··· TEXTAUSZUG ···

Einen Erfolg einer Diskussion bemessen wir nicht nur an schnellen Fusionen (die oft kurzfristig und überhastet statt finden und dann wieder aufgelöst werden müssen). Es kann auch viele andere Optionen wie (regelmäßige) Zusammenarbeit, gemeinsame Interventionen, Absprachen, Aktionseinheiten oder Wahlplattformen geben, die sowohl als Zwischenschritte wie als heute realistische Ebene der Zusammenarbeit absolut sinnvoll sein können.

Zentral für jede Debatte sind für uns ein solidarischer Umgang und ein solidarischer Diskussionsstil. Wir wollen nicht andere „entlarven“, sondern wir stellen in solidarischer Form unsere Konzepte vor, sind bereit, zuzuhören und auf einer genossenschaftlichen Weise über unsere und andere Konzepte zu diskutieren. Ein solidarischer Stil und Umgang sowie ein Verständnis für den Wert innerorganisatorischer Demokratie sind nicht nur ein guter Schutz vor Spaltungen sondern auch notwendig für Vereinigungen und Umgruppierungen. Es müssen alle informiert sein, es muss ausreichend Instrumente zur Information aller geben und Entscheidungen müssen breit debattiert und getroffen werden.

···

◆ **WAS GEFRAGT IST**: Zitiere aus dem Textauszug über solidarisches Diskutieren die Stelle, die bei „Einen Erfolg einer“ anfängt und nach „sinnvoll sein können.“ endet.

··· EINTRÄGE ···

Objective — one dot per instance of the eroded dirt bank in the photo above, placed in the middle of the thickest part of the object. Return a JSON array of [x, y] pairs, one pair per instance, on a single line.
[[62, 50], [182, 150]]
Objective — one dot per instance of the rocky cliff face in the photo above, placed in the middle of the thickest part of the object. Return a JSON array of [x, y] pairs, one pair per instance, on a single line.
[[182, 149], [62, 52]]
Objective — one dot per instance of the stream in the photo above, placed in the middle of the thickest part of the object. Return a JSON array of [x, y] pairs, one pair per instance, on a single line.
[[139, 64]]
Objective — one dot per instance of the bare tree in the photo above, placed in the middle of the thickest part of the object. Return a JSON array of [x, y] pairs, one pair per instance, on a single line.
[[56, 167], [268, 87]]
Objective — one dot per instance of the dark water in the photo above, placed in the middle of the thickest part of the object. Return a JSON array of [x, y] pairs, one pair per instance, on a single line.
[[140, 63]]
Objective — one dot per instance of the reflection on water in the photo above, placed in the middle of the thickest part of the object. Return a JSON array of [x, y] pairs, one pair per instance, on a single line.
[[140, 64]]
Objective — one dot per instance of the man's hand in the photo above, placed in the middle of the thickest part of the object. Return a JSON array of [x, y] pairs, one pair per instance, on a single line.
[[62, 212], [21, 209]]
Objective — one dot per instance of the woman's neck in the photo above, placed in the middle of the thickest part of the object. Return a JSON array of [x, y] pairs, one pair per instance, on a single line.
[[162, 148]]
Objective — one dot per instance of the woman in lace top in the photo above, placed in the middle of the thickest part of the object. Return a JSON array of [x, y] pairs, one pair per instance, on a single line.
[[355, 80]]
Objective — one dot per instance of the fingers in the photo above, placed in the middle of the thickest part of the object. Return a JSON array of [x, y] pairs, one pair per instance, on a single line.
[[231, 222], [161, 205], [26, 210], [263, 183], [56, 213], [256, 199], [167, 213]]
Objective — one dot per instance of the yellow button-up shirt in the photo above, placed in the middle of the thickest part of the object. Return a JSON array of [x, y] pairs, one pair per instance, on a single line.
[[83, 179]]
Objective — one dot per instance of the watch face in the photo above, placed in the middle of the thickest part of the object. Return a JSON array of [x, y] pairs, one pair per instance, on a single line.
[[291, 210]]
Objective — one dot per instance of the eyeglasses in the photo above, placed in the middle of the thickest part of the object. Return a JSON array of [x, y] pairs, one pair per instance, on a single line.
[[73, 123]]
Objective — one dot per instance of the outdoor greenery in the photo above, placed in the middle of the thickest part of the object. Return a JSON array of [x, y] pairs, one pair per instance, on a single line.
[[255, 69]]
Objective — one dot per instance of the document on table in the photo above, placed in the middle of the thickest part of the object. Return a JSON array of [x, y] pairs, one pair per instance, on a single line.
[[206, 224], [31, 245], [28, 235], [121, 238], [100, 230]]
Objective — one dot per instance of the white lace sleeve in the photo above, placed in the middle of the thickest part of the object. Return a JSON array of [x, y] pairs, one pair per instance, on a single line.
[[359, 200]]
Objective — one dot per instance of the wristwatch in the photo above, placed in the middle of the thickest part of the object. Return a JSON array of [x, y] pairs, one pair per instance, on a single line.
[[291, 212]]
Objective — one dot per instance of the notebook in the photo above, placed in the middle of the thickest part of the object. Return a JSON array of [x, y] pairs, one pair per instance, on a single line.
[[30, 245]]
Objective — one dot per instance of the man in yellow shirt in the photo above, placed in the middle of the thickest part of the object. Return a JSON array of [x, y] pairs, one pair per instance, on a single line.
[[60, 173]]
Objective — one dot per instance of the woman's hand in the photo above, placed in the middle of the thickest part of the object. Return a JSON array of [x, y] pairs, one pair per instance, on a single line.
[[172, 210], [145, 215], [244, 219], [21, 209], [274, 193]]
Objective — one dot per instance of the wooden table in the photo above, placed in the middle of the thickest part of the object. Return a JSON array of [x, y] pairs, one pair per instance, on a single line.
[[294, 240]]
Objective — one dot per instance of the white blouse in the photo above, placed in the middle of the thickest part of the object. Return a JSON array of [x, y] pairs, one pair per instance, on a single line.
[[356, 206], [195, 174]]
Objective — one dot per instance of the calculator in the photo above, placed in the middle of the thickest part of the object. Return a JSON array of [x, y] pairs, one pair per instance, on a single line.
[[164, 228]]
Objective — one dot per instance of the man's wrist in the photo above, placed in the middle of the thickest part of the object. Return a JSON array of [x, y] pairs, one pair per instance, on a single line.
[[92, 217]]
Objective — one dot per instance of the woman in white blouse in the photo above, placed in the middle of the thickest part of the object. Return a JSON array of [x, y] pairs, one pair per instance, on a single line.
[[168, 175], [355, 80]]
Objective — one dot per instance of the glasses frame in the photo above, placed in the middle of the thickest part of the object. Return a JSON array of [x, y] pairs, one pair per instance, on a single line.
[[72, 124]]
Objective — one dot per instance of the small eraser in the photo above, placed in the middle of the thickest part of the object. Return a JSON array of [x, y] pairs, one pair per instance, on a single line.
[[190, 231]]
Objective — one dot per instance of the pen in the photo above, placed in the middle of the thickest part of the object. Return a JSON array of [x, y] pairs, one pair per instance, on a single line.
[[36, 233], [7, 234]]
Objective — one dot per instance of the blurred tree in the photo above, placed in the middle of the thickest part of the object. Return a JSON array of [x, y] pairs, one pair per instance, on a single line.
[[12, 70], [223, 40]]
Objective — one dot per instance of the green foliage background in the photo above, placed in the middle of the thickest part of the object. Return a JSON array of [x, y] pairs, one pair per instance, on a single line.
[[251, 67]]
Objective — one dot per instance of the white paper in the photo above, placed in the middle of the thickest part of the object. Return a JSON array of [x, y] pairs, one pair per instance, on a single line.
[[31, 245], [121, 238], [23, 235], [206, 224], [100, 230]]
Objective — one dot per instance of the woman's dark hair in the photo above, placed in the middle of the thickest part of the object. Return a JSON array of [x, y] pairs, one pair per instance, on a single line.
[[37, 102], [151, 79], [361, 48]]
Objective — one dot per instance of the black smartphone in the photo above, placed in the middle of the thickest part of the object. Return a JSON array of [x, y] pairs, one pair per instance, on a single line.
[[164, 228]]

···
··· EINTRÄGE ···

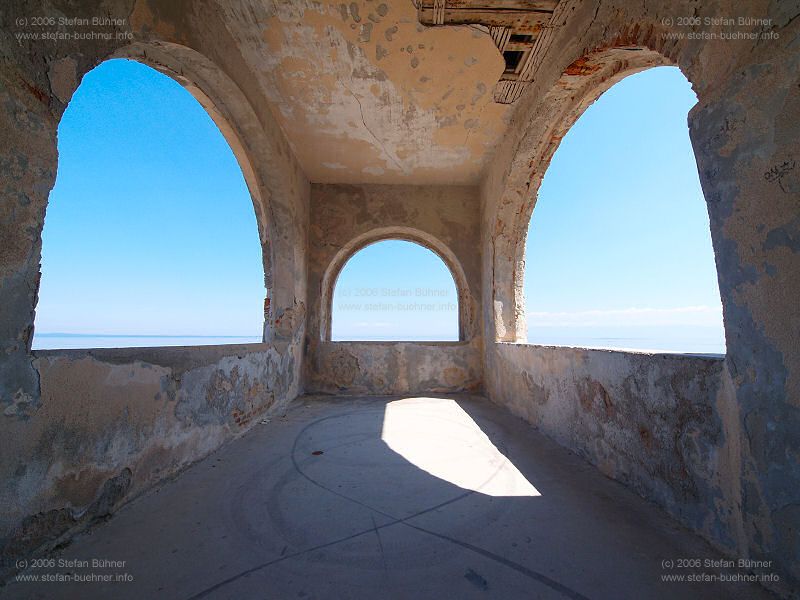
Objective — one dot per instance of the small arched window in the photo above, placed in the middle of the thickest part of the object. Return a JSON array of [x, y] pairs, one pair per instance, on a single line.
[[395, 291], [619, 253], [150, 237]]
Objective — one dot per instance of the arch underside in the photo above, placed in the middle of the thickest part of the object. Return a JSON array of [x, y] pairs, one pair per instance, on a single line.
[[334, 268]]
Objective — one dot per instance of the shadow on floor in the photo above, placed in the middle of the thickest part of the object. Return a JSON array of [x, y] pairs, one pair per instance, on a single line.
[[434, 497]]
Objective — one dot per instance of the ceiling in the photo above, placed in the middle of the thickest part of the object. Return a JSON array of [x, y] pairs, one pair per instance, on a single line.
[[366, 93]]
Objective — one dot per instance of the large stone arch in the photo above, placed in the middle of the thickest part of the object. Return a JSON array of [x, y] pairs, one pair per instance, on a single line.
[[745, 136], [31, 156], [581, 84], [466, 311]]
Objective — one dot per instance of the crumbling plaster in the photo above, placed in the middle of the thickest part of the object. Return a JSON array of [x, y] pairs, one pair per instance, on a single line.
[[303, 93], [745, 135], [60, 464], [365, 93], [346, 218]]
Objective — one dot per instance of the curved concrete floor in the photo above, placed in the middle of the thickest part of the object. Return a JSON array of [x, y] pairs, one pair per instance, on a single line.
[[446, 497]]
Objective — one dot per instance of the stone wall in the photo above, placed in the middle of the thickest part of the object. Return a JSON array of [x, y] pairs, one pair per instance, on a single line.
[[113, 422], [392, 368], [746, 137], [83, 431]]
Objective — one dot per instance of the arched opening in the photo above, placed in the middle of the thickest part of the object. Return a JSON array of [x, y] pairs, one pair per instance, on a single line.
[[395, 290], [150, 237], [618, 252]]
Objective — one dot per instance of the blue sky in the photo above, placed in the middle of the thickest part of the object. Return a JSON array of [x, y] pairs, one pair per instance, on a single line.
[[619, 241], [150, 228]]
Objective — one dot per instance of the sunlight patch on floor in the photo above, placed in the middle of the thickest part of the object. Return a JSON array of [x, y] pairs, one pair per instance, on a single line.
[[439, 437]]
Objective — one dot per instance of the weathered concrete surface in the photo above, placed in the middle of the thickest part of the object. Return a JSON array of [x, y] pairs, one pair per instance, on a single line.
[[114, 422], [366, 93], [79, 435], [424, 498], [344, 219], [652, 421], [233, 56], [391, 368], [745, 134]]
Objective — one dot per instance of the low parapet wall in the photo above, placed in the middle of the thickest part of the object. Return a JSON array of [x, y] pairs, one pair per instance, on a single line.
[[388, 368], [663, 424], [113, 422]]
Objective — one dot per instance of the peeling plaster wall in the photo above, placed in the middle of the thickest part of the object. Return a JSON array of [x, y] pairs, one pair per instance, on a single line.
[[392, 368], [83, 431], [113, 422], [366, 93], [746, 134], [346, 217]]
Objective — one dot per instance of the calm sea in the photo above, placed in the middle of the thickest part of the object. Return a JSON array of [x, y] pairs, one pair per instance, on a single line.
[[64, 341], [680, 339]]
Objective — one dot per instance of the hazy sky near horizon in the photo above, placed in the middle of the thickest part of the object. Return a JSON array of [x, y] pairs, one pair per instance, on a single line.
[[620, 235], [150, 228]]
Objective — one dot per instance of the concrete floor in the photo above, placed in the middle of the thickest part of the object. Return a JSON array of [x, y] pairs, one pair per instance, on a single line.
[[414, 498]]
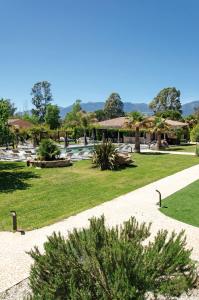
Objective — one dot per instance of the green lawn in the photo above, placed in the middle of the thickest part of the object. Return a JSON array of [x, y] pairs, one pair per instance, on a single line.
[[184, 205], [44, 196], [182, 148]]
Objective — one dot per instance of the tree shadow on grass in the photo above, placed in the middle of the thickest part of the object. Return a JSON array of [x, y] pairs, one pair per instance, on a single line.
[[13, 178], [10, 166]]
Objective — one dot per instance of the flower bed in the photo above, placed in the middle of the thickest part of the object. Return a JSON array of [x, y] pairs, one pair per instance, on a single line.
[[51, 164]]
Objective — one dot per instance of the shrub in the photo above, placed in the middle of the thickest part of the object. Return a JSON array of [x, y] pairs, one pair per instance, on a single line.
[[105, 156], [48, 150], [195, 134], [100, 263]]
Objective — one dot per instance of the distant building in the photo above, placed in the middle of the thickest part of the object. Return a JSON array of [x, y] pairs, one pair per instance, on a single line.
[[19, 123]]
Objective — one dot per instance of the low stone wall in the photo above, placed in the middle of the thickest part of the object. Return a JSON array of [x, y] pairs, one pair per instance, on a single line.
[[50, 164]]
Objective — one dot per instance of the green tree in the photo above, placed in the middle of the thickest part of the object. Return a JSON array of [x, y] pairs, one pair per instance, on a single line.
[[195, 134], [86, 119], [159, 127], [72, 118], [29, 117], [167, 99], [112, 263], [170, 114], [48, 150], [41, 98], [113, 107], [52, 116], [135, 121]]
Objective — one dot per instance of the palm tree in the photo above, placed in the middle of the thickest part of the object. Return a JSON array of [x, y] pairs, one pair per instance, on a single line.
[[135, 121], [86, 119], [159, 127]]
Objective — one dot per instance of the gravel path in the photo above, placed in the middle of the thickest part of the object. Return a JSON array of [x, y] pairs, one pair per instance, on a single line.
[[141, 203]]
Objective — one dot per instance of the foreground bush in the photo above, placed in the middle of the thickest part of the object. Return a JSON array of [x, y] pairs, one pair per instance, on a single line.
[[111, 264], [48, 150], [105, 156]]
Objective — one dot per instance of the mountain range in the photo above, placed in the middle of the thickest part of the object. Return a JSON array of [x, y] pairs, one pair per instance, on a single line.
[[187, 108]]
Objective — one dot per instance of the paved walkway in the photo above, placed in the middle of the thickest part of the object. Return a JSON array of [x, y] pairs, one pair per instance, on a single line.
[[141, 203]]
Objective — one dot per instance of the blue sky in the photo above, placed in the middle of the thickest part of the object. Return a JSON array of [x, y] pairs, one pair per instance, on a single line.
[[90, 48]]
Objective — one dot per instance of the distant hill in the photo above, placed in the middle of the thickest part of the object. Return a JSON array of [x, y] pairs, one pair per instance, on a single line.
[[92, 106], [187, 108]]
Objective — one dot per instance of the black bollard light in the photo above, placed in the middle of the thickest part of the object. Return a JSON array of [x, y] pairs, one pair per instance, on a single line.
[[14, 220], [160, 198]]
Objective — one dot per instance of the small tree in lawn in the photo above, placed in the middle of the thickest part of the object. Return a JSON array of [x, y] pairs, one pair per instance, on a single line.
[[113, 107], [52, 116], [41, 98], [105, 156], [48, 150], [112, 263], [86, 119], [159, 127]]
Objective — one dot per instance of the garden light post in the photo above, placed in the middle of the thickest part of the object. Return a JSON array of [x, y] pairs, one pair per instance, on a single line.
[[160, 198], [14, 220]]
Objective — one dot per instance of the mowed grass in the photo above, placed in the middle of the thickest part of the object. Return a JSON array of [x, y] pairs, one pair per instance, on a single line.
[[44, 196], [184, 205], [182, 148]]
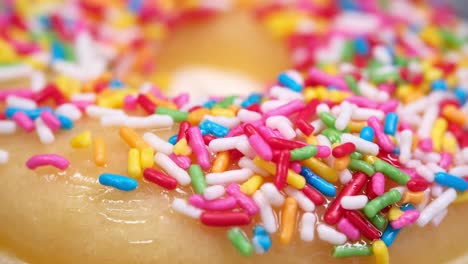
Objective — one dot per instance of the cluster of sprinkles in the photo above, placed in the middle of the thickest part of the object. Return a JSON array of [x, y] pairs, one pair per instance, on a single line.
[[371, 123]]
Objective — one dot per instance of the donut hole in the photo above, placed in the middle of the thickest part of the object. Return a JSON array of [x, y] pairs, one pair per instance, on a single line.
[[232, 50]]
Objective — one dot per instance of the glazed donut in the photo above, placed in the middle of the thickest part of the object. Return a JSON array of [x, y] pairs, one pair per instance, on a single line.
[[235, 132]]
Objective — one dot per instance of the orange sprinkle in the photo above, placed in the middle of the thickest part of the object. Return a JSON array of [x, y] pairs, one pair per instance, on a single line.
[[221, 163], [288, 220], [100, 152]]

···

◆ **ANTWORT**:
Einen Erfolg einer Diskussion bemessen wir nicht nur an schnellen Fusionen (die oft kurzfristig und überhastet statt finden und dann wieder aufgelöst werden müssen). Es kann auch viele andere Optionen wie (regelmäßige) Zusammenarbeit, gemeinsame Interventionen, Absprachen, Aktionseinheiten oder Wahlplattformen geben, die sowohl als Zwischenschritte wie als heute realistische Ebene der Zusammenarbeit absolut sinnvoll sein können.